> _Exercise instructions_:
After locating the line that contains "Practice step: point at the embroidered" in the records below, write out exactly that line and each line after it through the one that contains "Practice step: point at the woman", and nothing else.
--- --- ---
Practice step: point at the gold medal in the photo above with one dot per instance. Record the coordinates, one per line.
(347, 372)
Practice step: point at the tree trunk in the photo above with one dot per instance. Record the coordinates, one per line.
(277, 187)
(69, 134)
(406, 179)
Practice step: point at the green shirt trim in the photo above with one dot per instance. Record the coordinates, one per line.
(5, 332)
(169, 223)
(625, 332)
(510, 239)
--- --- ---
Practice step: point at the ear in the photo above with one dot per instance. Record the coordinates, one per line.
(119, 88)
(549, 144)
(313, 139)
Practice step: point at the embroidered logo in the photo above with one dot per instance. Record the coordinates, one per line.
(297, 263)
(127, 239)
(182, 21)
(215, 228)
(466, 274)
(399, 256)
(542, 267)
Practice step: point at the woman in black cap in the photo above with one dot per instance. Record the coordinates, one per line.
--- --- ---
> _Solution_:
Practice step: point at the embroidered logo in the photo above with one dot per instance. Record the coordinates, one per line.
(297, 263)
(127, 239)
(182, 21)
(215, 228)
(466, 274)
(399, 256)
(542, 267)
Practice step: point at the woman in black cap in the photo above with one dot per instance. Record the coordinates, one per line.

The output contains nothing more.